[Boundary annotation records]
++++++++++++++++++++
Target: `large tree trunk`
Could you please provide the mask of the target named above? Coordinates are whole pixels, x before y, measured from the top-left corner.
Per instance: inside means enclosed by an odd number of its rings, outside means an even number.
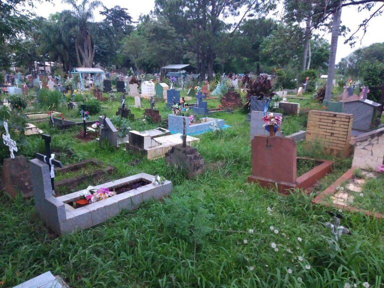
[[[310,45],[310,17],[306,18],[306,32],[304,41],[304,51],[302,52],[302,70],[305,71],[306,66],[306,59],[308,55],[308,50]]]
[[[310,68],[310,59],[312,58],[312,53],[310,50],[310,46],[308,47],[308,64],[306,66],[306,70],[309,70]]]
[[[336,61],[336,52],[338,50],[338,40],[342,20],[342,0],[339,0],[339,6],[334,14],[334,22],[332,24],[332,36],[330,40],[330,53],[328,66],[328,76],[326,86],[324,100],[330,100],[332,98],[332,88],[334,76],[334,64]]]

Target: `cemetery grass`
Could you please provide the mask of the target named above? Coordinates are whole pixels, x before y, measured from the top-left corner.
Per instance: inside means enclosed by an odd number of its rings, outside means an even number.
[[[379,174],[376,178],[366,181],[361,194],[348,192],[354,196],[354,201],[350,205],[356,208],[384,214],[384,176]]]
[[[149,106],[148,100],[142,102]],[[104,112],[112,116],[118,104],[105,102],[110,108]],[[138,119],[142,110],[132,111],[136,119],[132,129],[156,126]],[[62,112],[64,116],[72,112]],[[164,118],[164,108],[160,114]],[[248,184],[251,164],[246,115],[236,111],[216,116],[232,128],[199,136],[197,147],[206,170],[192,180],[168,167],[164,159],[150,161],[122,149],[100,147],[96,142],[82,142],[74,138],[79,128],[59,130],[46,122],[38,124],[52,136],[52,150],[66,152],[62,156],[64,164],[95,158],[117,168],[106,180],[145,172],[166,176],[173,182],[173,191],[162,201],[146,202],[136,210],[124,211],[102,224],[60,237],[36,216],[32,199],[12,200],[2,194],[2,286],[50,270],[79,288],[342,288],[346,282],[362,287],[365,282],[380,287],[384,276],[382,222],[313,206],[313,194],[296,191],[283,196]],[[305,127],[305,116],[284,121]],[[332,158],[316,144],[306,148],[300,143],[298,150],[300,156]],[[43,142],[38,136],[28,138],[24,154],[31,158],[36,150],[44,152]],[[350,158],[333,159],[332,174],[320,181],[314,194],[350,166]],[[342,224],[352,230],[331,244],[330,230],[322,224],[331,220],[330,212],[341,215]]]

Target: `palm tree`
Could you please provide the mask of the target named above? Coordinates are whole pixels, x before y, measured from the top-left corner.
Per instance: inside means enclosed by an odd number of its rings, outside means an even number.
[[[340,22],[342,20],[342,0],[339,0],[339,5],[336,8],[334,13],[333,23],[332,24],[332,36],[330,39],[330,60],[328,63],[328,76],[326,78],[326,96],[324,100],[330,100],[332,98],[332,88],[333,86],[334,76],[334,64],[336,61],[336,52],[338,50],[338,40],[340,30]]]
[[[90,33],[90,20],[93,18],[93,10],[102,5],[98,0],[82,0],[78,4],[77,0],[62,0],[63,3],[70,4],[73,8],[72,14],[76,19],[75,25],[77,36],[75,39],[76,56],[81,67],[92,67],[94,57],[94,40],[92,43]]]

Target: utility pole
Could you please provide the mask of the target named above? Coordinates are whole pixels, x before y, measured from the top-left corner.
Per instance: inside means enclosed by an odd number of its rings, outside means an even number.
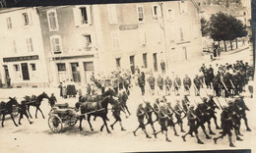
[[[164,52],[163,55],[165,56],[165,71],[168,70],[169,68],[169,61],[168,61],[168,51],[167,51],[167,46],[166,46],[166,33],[165,33],[165,24],[164,24],[164,16],[163,16],[163,3],[159,2],[160,6],[160,14],[161,14],[161,29],[163,31],[163,43],[164,43]]]

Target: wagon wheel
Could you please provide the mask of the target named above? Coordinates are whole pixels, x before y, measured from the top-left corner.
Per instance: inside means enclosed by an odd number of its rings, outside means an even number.
[[[54,133],[60,132],[63,128],[62,121],[57,115],[50,115],[48,119],[48,126]]]
[[[78,122],[78,118],[71,117],[70,118],[70,123],[68,123],[68,126],[73,127],[73,126],[75,126],[77,124],[77,122]]]
[[[19,107],[16,106],[16,107],[13,108],[12,115],[14,117],[17,117],[19,115]]]

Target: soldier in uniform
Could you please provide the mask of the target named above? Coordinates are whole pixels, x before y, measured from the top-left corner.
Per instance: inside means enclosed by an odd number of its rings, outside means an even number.
[[[166,95],[170,95],[171,85],[172,85],[172,81],[169,78],[169,76],[167,76],[165,78],[165,92],[166,92]]]
[[[200,81],[198,75],[196,75],[193,82],[194,82],[194,85],[195,85],[194,86],[195,87],[195,95],[199,96],[200,95],[200,88],[201,88],[202,84],[201,84],[201,81]]]
[[[204,111],[205,106],[204,104],[198,104],[197,108],[195,109],[195,115],[198,117],[198,123],[197,127],[201,127],[207,139],[211,139],[211,137],[206,132],[206,128],[204,124],[209,120],[209,117],[207,117],[207,113]]]
[[[183,138],[183,141],[186,141],[186,136],[188,134],[192,135],[192,133],[195,132],[197,143],[204,144],[204,142],[202,142],[198,136],[197,122],[199,122],[199,118],[197,118],[197,116],[195,115],[195,110],[193,105],[189,106],[189,111],[187,112],[187,120],[188,120],[189,131],[181,136]]]
[[[155,93],[155,84],[156,84],[156,78],[154,77],[153,74],[151,73],[151,76],[150,77],[148,78],[148,82],[149,82],[149,85],[150,85],[150,92],[152,95],[154,95]]]
[[[154,132],[155,137],[157,138],[157,135],[160,132],[165,133],[165,140],[167,142],[170,142],[170,139],[168,139],[168,134],[167,134],[167,127],[166,127],[166,120],[167,120],[167,115],[166,115],[166,109],[164,106],[164,103],[160,104],[160,111],[159,111],[159,124],[160,126],[160,130],[158,132]]]
[[[113,75],[112,76],[111,84],[112,84],[112,87],[115,90],[115,93],[117,94],[118,93],[118,78],[117,78],[117,75]]]
[[[183,85],[184,85],[185,91],[187,91],[188,94],[190,94],[191,79],[188,76],[188,75],[186,75],[185,77],[183,78]]]
[[[229,146],[230,147],[235,147],[232,143],[232,118],[231,115],[228,111],[227,106],[224,106],[224,111],[221,114],[221,121],[222,121],[222,128],[223,128],[223,133],[219,137],[215,137],[214,141],[217,143],[217,140],[219,138],[224,138],[226,134],[228,135],[228,140],[229,140]]]
[[[145,74],[144,74],[144,72],[141,73],[141,75],[138,78],[138,83],[142,90],[142,95],[144,95],[145,94]]]
[[[121,111],[125,113],[123,107],[122,107],[122,104],[121,102],[117,102],[116,104],[112,105],[112,113],[113,113],[113,117],[115,119],[115,122],[110,125],[111,128],[114,129],[114,125],[119,122],[120,124],[120,127],[121,127],[121,130],[126,130],[124,128],[123,128],[123,125],[122,125],[122,119],[120,117],[121,115]]]
[[[182,107],[183,107],[183,110],[187,113],[187,111],[188,111],[188,107],[189,107],[189,100],[188,100],[188,97],[187,97],[188,95],[187,94],[184,94],[184,97],[183,97],[183,99],[181,100],[181,102],[182,102]]]
[[[241,115],[241,118],[244,120],[244,125],[246,127],[246,130],[251,131],[251,128],[248,126],[248,120],[247,120],[246,113],[245,113],[245,111],[250,111],[250,110],[244,103],[243,98],[244,98],[243,96],[236,97],[234,103],[238,106],[238,108],[240,110],[240,115]]]
[[[180,131],[181,132],[185,132],[185,130],[183,129],[183,121],[181,119],[181,114],[182,112],[185,114],[185,111],[181,108],[181,106],[179,105],[179,99],[176,100],[176,104],[174,106],[174,113],[175,113],[175,117],[177,119],[177,124],[180,126]]]
[[[170,103],[166,103],[166,114],[167,114],[167,128],[172,128],[173,131],[174,131],[174,135],[175,136],[179,136],[176,128],[175,128],[175,124],[173,122],[173,114],[174,114],[174,110],[171,107]]]
[[[159,75],[158,77],[158,86],[159,86],[159,94],[162,93],[162,89],[163,89],[163,78],[160,75]]]
[[[139,122],[139,127],[133,131],[133,134],[134,136],[137,136],[136,135],[136,131],[139,129],[139,128],[142,128],[142,130],[145,132],[146,134],[146,137],[147,138],[151,138],[151,136],[148,134],[147,130],[146,130],[146,128],[145,128],[145,125],[144,125],[144,118],[145,118],[145,115],[146,115],[146,112],[145,112],[145,108],[143,106],[143,104],[140,104],[138,106],[138,109],[137,109],[137,118],[138,118],[138,122]]]
[[[210,107],[209,114],[210,114],[210,117],[213,118],[215,121],[216,128],[221,129],[221,128],[217,124],[217,117],[215,115],[215,113],[216,113],[215,110],[216,109],[220,110],[220,107],[215,103],[213,95],[209,95],[209,99],[207,101],[207,106]]]
[[[145,111],[146,111],[146,115],[147,115],[147,119],[148,119],[148,123],[145,125],[151,125],[151,128],[153,129],[154,132],[156,132],[156,129],[155,129],[155,127],[154,127],[154,122],[153,122],[153,119],[152,119],[152,113],[155,111],[153,109],[153,107],[151,106],[151,103],[148,102],[148,101],[145,101],[146,103],[146,108],[145,108]]]
[[[56,97],[54,96],[54,93],[51,93],[51,96],[48,98],[50,107],[53,107],[55,103],[57,102]]]
[[[179,95],[179,88],[181,86],[181,80],[177,75],[176,75],[176,77],[174,78],[173,86],[174,86],[175,95]]]
[[[218,97],[221,96],[222,85],[220,73],[218,73],[217,76],[213,78],[213,88],[215,90],[215,95]]]
[[[239,137],[239,135],[242,135],[240,133],[241,115],[239,114],[239,108],[232,100],[228,101],[228,111],[232,118],[232,126],[236,136],[236,140],[242,141],[242,139]]]

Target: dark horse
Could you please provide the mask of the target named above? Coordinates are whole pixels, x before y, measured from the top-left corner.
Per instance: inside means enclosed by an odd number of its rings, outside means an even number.
[[[113,105],[117,102],[117,98],[113,97],[111,95],[105,96],[102,100],[99,102],[78,102],[76,104],[76,108],[81,110],[81,114],[84,116],[81,116],[80,118],[80,130],[82,130],[82,121],[85,118],[85,114],[87,114],[87,120],[90,125],[91,130],[94,131],[93,126],[91,124],[91,116],[95,117],[100,117],[103,120],[103,125],[100,128],[100,131],[102,131],[103,127],[106,127],[106,131],[110,133],[110,130],[108,129],[107,124],[106,124],[106,114],[107,114],[107,105],[110,103]],[[98,111],[100,110],[100,111]]]
[[[29,96],[27,96],[27,97],[29,97]],[[42,111],[40,109],[41,101],[42,101],[43,98],[49,99],[48,95],[45,92],[42,92],[37,97],[32,95],[32,98],[26,98],[26,100],[27,100],[26,105],[28,106],[28,112],[29,112],[29,115],[30,115],[31,118],[32,118],[32,117],[31,112],[30,112],[30,107],[33,106],[33,107],[36,108],[36,110],[35,110],[35,118],[37,118],[37,110],[39,110],[41,112],[42,118],[44,119],[43,113],[42,113]]]
[[[79,97],[79,102],[95,102],[95,101],[99,101],[103,99],[105,96],[116,96],[116,93],[113,88],[108,87],[104,93],[101,95],[90,95],[87,94],[85,96],[80,96]]]
[[[18,127],[18,125],[16,124],[15,120],[14,120],[14,116],[13,116],[13,105],[17,105],[19,106],[19,103],[17,102],[16,98],[11,98],[9,97],[9,101],[8,102],[1,102],[0,103],[0,114],[3,114],[3,119],[2,119],[2,127],[4,127],[4,122],[5,122],[5,116],[6,115],[10,115],[13,122],[14,122],[14,125],[16,127]]]

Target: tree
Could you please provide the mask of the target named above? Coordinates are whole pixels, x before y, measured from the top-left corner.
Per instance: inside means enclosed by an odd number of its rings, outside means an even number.
[[[224,13],[217,13],[210,18],[210,36],[215,41],[224,41],[224,50],[226,51],[226,41],[230,41],[230,48],[232,50],[232,40],[237,37],[247,35],[246,27],[242,22],[232,16]]]
[[[206,19],[202,18],[200,20],[201,23],[201,31],[202,31],[202,36],[207,36],[209,34],[209,23]]]

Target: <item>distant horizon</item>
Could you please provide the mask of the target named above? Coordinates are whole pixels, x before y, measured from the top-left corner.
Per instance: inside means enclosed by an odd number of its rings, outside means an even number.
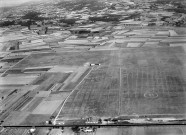
[[[0,0],[0,8],[19,6],[21,4],[31,2],[31,1],[40,1],[40,0]]]

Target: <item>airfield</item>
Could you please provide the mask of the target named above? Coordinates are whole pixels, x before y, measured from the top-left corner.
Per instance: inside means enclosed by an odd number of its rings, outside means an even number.
[[[51,116],[56,122],[88,117],[185,118],[186,36],[170,30],[117,32],[104,45],[87,49],[78,43],[66,48],[69,44],[63,43],[59,48],[23,53],[21,60],[8,63],[0,77],[3,124],[43,125]],[[3,60],[12,59],[14,53]],[[27,130],[10,129],[2,135],[23,135]],[[100,128],[91,134],[185,132],[185,127],[166,126]],[[44,133],[37,130],[38,135]],[[65,129],[63,134],[74,133]]]

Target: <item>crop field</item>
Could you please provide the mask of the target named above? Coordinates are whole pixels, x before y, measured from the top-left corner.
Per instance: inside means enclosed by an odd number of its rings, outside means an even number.
[[[32,54],[14,68],[28,68],[38,66],[70,65],[82,66],[86,62],[105,63],[109,61],[110,51],[76,51],[61,53]]]
[[[122,49],[94,67],[65,102],[60,118],[185,115],[182,48]]]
++++++++++++++++++++
Given instruction>
Reproduce the lines above unchanged, starting with the line that contains "Target: <item>airfield</item>" and continuing through the last of the items, both ends included.

Result for this exercise>
Target: <item>airfield</item>
Could you please provide the mask of the target named above? Coordinates are whole pixels, x before y, measured from the top-left corner.
Per instance: inside means enclosed by an odd number of its rings, outside means an even number.
[[[51,116],[56,122],[88,117],[185,118],[186,36],[170,30],[117,32],[104,45],[87,49],[78,43],[66,48],[69,44],[63,43],[59,48],[23,53],[21,60],[8,63],[0,77],[3,124],[43,125]],[[3,60],[12,59],[14,53]],[[27,130],[10,129],[2,135],[23,135]],[[100,128],[91,134],[185,132],[185,127],[166,126]],[[44,133],[37,130],[38,135]],[[65,129],[63,134],[74,133]]]

Target: <item>crop field</item>
Could you please provide the mask of the target named above? Coordinates are whole pixels, x before y, measured from the top-left corner.
Per instance: inside means enclosed by an odd number of its rings, outside means an even number.
[[[32,54],[14,68],[28,68],[38,66],[70,65],[82,66],[86,62],[105,63],[109,61],[110,51],[76,51],[61,53]]]
[[[122,49],[94,67],[65,102],[60,118],[185,115],[182,48]]]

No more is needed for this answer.